> _Task goal_
Repeat the entries exactly as they stand.

> _Data extracts_
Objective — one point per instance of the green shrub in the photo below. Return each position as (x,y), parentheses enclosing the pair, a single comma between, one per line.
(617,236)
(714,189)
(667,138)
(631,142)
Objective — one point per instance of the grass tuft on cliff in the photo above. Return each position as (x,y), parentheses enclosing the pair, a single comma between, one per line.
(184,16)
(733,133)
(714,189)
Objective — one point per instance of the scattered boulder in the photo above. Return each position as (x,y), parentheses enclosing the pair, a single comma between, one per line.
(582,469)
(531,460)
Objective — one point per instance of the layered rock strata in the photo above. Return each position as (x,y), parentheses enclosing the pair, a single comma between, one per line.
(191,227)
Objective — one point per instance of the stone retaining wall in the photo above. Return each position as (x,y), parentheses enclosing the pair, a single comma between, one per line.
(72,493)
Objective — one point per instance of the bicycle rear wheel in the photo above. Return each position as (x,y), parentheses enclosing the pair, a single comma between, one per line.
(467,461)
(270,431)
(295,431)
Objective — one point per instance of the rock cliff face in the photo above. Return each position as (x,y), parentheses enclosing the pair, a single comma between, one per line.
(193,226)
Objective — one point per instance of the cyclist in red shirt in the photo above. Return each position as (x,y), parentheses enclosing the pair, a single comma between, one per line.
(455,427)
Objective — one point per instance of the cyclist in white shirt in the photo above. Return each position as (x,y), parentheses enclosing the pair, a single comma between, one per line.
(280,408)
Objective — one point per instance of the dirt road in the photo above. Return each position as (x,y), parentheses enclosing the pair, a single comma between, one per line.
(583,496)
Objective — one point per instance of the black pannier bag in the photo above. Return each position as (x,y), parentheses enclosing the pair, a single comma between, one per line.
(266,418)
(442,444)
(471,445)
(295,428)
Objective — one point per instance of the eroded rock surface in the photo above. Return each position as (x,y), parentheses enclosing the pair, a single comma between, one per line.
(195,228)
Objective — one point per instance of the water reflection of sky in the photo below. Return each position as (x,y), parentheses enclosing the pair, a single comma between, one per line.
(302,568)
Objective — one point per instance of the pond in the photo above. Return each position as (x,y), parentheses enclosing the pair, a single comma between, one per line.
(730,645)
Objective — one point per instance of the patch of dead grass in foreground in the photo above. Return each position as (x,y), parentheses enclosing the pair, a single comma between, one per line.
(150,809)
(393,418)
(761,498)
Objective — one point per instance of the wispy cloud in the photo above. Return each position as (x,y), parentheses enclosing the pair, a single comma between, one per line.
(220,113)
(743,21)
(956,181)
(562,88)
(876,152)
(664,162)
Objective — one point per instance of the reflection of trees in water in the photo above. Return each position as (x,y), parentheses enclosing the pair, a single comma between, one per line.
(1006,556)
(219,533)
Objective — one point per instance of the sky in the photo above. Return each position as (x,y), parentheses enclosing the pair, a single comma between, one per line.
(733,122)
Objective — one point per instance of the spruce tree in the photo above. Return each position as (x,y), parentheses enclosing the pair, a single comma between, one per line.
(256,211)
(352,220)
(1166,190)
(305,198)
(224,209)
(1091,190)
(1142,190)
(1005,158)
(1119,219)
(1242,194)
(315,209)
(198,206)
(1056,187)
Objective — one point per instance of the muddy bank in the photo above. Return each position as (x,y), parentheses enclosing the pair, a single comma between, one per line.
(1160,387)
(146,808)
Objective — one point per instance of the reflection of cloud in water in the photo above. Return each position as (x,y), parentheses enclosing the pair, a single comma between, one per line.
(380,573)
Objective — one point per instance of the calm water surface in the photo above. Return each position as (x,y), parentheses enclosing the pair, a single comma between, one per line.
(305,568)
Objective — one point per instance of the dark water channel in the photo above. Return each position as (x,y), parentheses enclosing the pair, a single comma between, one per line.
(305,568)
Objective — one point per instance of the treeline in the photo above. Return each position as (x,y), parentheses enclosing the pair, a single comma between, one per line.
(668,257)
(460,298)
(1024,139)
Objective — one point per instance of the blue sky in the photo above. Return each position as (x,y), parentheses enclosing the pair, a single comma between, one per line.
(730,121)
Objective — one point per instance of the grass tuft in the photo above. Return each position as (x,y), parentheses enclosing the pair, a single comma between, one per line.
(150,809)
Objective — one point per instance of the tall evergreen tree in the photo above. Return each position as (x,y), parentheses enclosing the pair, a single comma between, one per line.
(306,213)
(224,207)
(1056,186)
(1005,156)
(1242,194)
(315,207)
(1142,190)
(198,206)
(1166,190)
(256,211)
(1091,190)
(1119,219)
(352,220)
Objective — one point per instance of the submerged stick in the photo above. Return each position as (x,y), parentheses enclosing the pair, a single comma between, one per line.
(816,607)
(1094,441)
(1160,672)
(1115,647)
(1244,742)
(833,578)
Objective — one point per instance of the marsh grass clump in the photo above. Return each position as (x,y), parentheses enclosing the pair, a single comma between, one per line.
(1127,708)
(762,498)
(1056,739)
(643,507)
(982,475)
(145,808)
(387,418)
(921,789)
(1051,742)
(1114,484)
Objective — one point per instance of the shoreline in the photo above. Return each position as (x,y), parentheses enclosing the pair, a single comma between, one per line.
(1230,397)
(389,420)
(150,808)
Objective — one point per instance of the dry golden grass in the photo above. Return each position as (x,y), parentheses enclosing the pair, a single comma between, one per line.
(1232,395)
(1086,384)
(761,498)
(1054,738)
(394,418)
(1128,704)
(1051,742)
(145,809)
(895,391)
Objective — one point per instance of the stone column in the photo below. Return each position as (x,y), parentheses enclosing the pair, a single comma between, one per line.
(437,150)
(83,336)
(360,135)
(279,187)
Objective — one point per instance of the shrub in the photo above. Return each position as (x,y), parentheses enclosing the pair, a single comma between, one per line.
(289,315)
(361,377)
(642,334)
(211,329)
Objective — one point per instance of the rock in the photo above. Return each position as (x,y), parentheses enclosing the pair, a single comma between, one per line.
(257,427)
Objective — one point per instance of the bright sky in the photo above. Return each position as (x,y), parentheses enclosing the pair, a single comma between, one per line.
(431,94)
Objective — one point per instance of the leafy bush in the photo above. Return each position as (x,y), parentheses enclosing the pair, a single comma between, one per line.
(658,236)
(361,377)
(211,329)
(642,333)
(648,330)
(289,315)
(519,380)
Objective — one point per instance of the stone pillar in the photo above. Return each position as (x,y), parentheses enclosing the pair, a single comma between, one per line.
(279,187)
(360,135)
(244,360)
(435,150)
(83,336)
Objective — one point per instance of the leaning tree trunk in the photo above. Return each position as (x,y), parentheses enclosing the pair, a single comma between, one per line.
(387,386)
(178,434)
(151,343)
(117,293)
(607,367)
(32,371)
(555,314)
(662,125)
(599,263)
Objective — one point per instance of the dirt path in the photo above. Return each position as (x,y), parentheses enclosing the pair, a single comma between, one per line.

> _Exercise result_
Objective — one point per instance of the green shrub in the photo below. Return each position as (x,y), parentheses enclosing the pair, a single comma between, one per line.
(617,236)
(714,189)
(667,138)
(631,142)
Objective — one point per instance of the grass tuft on cliff in the photo above. Return each position as (x,y), parentheses enclosing the pair, a single comma between, one per line.
(184,16)
(733,133)
(714,189)
Objective — one point per instance of the scattered boulder in the photo above. Return each position as (x,y), parentheses enclosing the pair, a single comma between, one per line.
(582,469)
(531,460)
Objective — one point per instance of the layered rock strata in the photo above. Return each position as (x,y), parentheses enclosing the pair, a single comma between, one per line.
(191,227)
Objective — one point per instance of the stone retaining wall in the photo above. Return each position as (x,y), parentheses enclosing the pair, a single comma between, one per line.
(72,493)
Objective — one point per instance of the bicycle rear wheel in the photo above. Return each position as (x,y), parentheses enclosing the pair, a single comma between, one per line.
(467,461)
(270,431)
(295,431)
Objective — one point per instance of the rock cliff face in the photo above. Return each position as (x,y), parentheses enclosing the pair, a single comma between, one per line.
(193,226)
Objective — one point per instance of the cyclist in red shirt in the photo above. Return each position as (x,y), parentheses enclosing the pair, a single comma between, one per line.
(455,427)
Objective — one point per instance of the cyclist in white shirt in the photo above. Return each position as (x,y), parentheses enclosing the pair, a single comma between, one per line.
(280,408)
Objective — one point per instance of the dirt road in the photo above. Return each position as (x,y), parentheses enclosing the pair, a single comma between, one per line.
(583,496)
Objective — one point per instance of the black pannier bag in the photo above. Return each position as (x,y), parentheses enclosing the pair, a single comma between, one per line.
(266,418)
(442,444)
(471,445)
(295,428)
Objective — one point per instance of the eroded rock surface in the photo above. Return each position as (x,y), parentheses enclosing the pair, a single comma between, one per line.
(195,228)
Objective — one point per instance of the water reflection of sky in the photo below. Return each position as (x,y), parentheses enclosing the pair, a single comma between, one per line.
(302,568)
Objective — one point per instance of the pond in the photo above. Return each position as (x,y), parentheses enclosing the pair, a single comma between, one per line.
(730,645)
Objective — one point per instance of the patch of dead grass in foreground in the photo above. Return each position as (x,y), parentheses enclosing the pair, a single comma between, one per line.
(150,809)
(393,418)
(761,498)
Objective — one point per instance of the wispy cloud in the photo above. Return each position as (x,y), parentheses enclosing the pair, a single comma between, one per line.
(220,113)
(743,21)
(956,181)
(562,88)
(876,152)
(664,162)
Objective — one point per instance of the reflection of trees in water in the photo above. Return each position as (x,y), parentheses enclosing the pair, a single comma between, one per line.
(1006,556)
(219,533)
Objective — one point per instance of the sky in the photo above. Return each position as (x,y), parentheses enclosing the pair, a single comma between, one per line.
(733,122)
Objective — one point per instance of the spruce tree in the photo above. Return each position as (x,y), parentheses enclosing the pair, a single comma between, one per line.
(256,211)
(352,220)
(1166,190)
(305,198)
(224,209)
(1091,190)
(1142,190)
(1005,158)
(1119,219)
(1242,194)
(315,209)
(198,206)
(1056,187)
Objective — one point per instance of the muddy bank in the photo above. Return each position as (x,y), parentheses enclosing the pair, a single comma between, one per line.
(1160,387)
(146,808)
Objective — one point per instance of the reflection of cloud in water in the photo above. Return each position as (x,y), parentheses enclosing the pair, a single comma between, one per line.
(380,573)
Objective — one point per instance of the calm water surface in the photo above. Return each position as (x,y), parentheses enclosing the pair, a single comma between, one per line.
(305,568)
Objective — one point per instance of the dark water channel in the photo above. Return each position as (x,y), parentheses enclosing the pair, a single comma between, one per line.
(305,568)
Objective — one point per instance of the treeline in the photo above. Return each position as (x,y), parentheses enclosing the pair, a single comma between, one per line.
(668,257)
(460,298)
(1024,139)
Objective — one point per instance of the blue sky in the photo above. Return each position as (x,y), parentheses enclosing the pair, a single comma between, one per line.
(730,121)
Objective — one point per instance of the grass tuft in the photo above. Return each position as (x,y), parentheses enclosing the pair, a single comma between, one per line.
(150,809)
Objective — one point per instance of the tall evergreen tree in the photo above. Return each position as (x,y), parentheses enclosing the pair, a single comma between, one per line.
(306,213)
(224,207)
(1056,186)
(1005,156)
(1242,194)
(315,207)
(1142,190)
(198,206)
(1166,190)
(256,211)
(1091,190)
(1119,219)
(352,220)
Objective — one point per instance of the submerged stick in the photo above. Return each position as (x,y), parentheses enclosing the pair, a single comma between, one per line.
(816,607)
(1094,441)
(1160,672)
(1115,647)
(1244,742)
(833,578)
Objective — one point per instance of the marsh grass clump in the photo above. Return each position as (x,y), parentheses enclosing the pair, a single comma between, one per line.
(1127,708)
(762,498)
(1056,739)
(643,507)
(982,475)
(145,808)
(387,418)
(921,789)
(1051,742)
(1114,484)
Objective — one point per instance of the shoreline in the photo above. Return each position as (x,y), parentheses enclosing the pair, a single comma between, one per line.
(1230,397)
(389,420)
(150,808)
Objective — one point per instance of the dry golden grass in the photo above. Return each position as (x,y), parentheses enclosing the pair, a single comma between, one per line.
(1232,395)
(1086,384)
(761,498)
(1054,738)
(394,418)
(1128,704)
(1051,742)
(145,809)
(895,391)
Objective — one point per instance of the stone column in the photo below. Return each position as (x,y), parentheses enclosing the pair, a single comma between, one per line.
(437,150)
(83,336)
(360,135)
(279,187)
Objective — one point per instance of the shrub in the photo above. Return each position as (x,y), parentheses enclosing the pair, a single comma between, one per line.
(289,315)
(361,377)
(642,334)
(211,329)
Objective — one point per instance of the rock in the photo above. Return each position as (x,y), parentheses enclosing the pair, a single comma between, one per line.
(257,427)
Objective — one point per instance of the bright sky in the photo above. Return each position as (x,y), parentheses enclosing the pair, a single comma between, one per line.
(431,94)
Objective — one point per instance of the leafy bush in the photo above. Return each position as (x,y), parentheses enclosing the pair, a single comma between, one per line.
(658,236)
(361,377)
(211,329)
(642,333)
(648,330)
(289,315)
(519,380)
Objective — one point per instance of the stone pillar in the photo above. Return each position as (x,y), parentheses enclosing the pair, a single comma between, one per line.
(279,187)
(360,135)
(244,360)
(435,150)
(83,336)
Objective — one point per instance of the leaning tree trunk in the photo above. Return each position as (x,y), parentheses enclosing the pair, a single comma between, one per line.
(387,386)
(178,434)
(151,343)
(117,293)
(607,367)
(32,371)
(555,314)
(662,125)
(599,263)
Objective — one point per instance of the dirt path in the photo above. Return each position as (x,y), parentheses enclosing the pair, a single comma between, one per line.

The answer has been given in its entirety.